> **Given request**
Recast the lines of the data below as a JSON list of strings, one string per line with blank lines omitted, starting at the line containing "Check that each instance of the car's rear" and ending at the line containing "<point>134,190</point>", both included. Cover only those lines.

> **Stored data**
+++++
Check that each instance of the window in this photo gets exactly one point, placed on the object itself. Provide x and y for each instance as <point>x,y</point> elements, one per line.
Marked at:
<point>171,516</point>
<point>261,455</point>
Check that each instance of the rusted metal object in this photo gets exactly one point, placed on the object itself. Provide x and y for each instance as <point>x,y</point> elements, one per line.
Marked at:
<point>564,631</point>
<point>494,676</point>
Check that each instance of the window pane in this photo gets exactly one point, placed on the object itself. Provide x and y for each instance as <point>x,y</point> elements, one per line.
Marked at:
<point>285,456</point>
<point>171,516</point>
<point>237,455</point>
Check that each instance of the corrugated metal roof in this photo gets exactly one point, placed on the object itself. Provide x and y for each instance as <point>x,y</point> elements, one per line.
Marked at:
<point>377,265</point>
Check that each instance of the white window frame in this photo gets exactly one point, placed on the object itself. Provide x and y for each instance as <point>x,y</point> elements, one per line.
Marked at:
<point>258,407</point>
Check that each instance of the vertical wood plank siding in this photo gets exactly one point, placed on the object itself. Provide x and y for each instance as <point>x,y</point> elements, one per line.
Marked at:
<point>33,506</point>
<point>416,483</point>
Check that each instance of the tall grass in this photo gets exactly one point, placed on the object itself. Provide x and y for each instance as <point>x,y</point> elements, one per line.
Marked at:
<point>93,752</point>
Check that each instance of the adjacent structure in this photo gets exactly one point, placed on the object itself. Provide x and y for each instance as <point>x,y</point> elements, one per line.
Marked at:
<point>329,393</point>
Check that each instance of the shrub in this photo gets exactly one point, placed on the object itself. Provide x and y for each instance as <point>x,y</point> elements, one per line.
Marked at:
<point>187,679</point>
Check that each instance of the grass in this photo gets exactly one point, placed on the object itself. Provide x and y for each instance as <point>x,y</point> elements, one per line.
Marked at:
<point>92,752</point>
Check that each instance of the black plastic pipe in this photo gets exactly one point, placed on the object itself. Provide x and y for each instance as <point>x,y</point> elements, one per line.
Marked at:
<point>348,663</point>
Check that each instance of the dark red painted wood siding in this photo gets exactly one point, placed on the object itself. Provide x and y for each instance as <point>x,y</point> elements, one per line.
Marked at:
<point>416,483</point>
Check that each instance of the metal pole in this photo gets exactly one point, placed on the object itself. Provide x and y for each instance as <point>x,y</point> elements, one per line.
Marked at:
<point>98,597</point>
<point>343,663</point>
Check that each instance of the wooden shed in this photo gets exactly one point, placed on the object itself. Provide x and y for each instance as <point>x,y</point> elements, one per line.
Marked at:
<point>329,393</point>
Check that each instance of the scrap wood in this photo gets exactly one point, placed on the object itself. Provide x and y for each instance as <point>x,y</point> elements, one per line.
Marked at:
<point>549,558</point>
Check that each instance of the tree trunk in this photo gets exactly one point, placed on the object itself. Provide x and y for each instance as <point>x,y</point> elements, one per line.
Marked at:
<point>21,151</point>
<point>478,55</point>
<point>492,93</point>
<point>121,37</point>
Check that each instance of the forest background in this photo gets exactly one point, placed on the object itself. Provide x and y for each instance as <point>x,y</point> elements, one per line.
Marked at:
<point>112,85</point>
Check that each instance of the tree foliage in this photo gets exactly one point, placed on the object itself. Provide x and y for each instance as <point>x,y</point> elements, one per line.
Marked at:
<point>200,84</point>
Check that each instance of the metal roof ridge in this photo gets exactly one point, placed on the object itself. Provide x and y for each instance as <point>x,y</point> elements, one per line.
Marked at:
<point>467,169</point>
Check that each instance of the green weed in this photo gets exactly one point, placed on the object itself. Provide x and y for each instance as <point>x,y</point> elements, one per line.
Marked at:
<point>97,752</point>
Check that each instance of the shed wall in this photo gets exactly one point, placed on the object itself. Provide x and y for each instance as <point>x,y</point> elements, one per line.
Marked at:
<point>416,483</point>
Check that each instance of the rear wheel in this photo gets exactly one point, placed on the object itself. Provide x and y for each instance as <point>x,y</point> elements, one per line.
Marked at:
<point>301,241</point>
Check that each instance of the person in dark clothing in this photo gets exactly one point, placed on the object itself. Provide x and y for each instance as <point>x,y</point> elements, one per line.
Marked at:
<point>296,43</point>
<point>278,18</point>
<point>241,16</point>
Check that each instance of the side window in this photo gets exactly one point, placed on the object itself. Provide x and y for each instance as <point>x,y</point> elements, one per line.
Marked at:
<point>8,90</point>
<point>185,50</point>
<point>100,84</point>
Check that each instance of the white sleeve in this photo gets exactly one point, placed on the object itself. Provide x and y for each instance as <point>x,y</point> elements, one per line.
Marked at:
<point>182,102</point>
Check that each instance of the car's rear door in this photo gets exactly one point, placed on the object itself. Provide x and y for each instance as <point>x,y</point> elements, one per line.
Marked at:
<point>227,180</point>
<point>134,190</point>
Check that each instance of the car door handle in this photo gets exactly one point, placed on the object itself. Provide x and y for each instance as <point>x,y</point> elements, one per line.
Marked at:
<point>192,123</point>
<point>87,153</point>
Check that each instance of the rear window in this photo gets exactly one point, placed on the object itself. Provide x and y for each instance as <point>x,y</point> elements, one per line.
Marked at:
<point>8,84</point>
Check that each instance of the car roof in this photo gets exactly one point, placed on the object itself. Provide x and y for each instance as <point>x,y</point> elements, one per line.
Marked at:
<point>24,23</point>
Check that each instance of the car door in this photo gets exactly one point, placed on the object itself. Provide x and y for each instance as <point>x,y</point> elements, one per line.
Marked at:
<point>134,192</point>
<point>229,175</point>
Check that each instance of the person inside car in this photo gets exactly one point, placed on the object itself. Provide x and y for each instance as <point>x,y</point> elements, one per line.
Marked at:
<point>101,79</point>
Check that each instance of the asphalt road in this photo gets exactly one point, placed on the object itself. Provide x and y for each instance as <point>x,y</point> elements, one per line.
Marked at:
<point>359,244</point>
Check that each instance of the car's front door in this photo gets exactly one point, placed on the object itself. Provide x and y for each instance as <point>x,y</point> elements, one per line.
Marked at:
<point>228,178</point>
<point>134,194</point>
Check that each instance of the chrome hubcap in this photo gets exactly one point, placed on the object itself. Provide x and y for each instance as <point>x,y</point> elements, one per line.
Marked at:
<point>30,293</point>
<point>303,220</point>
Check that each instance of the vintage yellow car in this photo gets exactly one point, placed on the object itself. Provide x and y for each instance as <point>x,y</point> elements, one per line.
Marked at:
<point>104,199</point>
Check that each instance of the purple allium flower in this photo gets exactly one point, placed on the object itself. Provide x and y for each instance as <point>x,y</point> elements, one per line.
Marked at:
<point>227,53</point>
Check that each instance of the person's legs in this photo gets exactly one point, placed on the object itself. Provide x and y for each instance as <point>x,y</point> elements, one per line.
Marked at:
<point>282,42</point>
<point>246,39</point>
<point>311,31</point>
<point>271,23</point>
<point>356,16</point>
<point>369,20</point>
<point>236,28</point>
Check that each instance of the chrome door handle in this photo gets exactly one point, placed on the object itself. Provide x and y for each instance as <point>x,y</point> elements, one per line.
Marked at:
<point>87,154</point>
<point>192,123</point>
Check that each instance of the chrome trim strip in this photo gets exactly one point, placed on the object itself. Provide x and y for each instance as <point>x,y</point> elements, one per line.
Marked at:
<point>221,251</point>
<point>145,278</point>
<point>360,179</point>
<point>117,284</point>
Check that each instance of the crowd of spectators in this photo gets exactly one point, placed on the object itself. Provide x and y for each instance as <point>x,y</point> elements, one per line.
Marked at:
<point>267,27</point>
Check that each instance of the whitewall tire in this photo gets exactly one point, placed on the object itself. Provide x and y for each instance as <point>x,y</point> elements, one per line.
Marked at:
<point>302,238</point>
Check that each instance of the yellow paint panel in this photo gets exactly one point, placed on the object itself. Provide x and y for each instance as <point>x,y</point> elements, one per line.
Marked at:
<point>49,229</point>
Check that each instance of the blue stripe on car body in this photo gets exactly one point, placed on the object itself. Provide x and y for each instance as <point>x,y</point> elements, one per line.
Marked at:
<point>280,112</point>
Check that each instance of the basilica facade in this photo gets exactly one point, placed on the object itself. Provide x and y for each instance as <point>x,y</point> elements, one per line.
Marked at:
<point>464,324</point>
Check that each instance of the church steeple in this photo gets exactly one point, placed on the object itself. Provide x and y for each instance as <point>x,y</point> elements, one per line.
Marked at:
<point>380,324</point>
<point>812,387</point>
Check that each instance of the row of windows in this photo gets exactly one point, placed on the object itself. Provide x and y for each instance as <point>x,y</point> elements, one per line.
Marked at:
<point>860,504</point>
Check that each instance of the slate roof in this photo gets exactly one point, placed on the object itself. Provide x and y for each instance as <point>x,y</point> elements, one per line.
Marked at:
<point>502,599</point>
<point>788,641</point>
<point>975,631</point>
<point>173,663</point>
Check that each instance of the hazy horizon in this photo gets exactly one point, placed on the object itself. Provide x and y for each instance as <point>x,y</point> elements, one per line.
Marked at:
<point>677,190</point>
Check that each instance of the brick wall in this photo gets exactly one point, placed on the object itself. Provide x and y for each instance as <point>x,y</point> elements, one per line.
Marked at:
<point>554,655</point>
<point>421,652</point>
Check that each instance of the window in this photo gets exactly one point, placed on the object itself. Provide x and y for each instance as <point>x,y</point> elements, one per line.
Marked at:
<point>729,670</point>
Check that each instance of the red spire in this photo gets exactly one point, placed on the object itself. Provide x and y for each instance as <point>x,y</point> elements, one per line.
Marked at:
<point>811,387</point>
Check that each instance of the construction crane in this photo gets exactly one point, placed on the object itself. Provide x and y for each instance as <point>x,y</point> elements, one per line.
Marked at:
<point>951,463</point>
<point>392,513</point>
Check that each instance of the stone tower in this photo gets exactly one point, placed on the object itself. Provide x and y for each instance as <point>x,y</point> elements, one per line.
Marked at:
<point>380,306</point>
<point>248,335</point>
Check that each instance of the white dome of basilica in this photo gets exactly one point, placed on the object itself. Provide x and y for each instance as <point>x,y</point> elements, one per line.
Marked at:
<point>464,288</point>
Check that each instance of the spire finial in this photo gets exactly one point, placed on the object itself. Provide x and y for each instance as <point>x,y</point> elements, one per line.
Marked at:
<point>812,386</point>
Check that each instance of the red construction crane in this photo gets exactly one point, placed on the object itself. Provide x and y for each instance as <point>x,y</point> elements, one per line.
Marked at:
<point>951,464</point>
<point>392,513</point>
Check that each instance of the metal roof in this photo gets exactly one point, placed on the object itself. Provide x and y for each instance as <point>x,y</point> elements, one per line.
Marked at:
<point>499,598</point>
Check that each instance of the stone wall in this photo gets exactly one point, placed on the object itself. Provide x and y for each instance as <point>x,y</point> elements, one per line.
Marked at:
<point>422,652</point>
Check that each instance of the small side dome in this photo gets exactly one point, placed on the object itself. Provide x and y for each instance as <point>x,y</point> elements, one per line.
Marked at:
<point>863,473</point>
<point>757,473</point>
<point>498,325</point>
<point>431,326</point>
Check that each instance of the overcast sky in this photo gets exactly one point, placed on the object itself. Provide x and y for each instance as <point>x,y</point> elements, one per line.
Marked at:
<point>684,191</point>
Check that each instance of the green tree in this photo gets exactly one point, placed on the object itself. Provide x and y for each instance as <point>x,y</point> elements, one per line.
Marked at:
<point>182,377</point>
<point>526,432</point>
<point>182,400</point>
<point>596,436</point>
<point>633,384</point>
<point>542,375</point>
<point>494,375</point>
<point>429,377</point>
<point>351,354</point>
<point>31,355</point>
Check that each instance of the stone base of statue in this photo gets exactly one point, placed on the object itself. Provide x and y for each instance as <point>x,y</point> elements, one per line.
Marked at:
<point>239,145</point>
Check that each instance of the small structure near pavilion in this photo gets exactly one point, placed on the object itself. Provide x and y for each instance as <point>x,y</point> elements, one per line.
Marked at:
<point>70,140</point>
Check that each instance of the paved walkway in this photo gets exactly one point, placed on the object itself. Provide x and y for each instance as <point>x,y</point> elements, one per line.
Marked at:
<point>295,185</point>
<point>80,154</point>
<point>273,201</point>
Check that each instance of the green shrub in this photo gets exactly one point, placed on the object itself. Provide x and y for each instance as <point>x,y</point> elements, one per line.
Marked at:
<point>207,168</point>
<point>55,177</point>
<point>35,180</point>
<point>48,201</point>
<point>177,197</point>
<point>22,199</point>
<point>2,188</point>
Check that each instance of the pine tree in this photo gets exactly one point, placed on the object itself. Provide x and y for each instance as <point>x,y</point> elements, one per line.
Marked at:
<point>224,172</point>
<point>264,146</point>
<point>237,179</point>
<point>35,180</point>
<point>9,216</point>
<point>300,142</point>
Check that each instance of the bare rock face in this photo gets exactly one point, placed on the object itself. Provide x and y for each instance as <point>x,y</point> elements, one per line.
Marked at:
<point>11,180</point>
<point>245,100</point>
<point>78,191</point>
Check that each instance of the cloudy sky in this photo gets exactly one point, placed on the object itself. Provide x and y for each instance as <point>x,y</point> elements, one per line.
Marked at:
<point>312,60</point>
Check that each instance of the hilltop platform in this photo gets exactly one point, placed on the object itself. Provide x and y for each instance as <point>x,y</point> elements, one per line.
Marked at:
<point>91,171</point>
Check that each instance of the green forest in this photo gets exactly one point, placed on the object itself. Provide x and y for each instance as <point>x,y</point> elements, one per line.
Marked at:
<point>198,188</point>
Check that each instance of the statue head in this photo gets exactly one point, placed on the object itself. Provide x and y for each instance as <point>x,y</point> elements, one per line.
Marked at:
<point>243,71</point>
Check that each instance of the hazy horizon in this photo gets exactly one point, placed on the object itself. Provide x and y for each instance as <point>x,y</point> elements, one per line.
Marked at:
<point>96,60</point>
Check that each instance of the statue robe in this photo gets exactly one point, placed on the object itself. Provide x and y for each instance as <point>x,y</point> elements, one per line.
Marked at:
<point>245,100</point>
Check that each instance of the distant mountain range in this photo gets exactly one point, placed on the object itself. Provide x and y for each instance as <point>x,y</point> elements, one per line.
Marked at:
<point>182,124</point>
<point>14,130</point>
+++++
> **Solved problem**
[
  "Check that each instance of the car's rear door in this photo gets exactly one point, placed on the object itself. Provide x and y for each instance as <point>x,y</point> elements, one per line.",
  "Marked at:",
  "<point>227,180</point>",
  "<point>134,190</point>"
]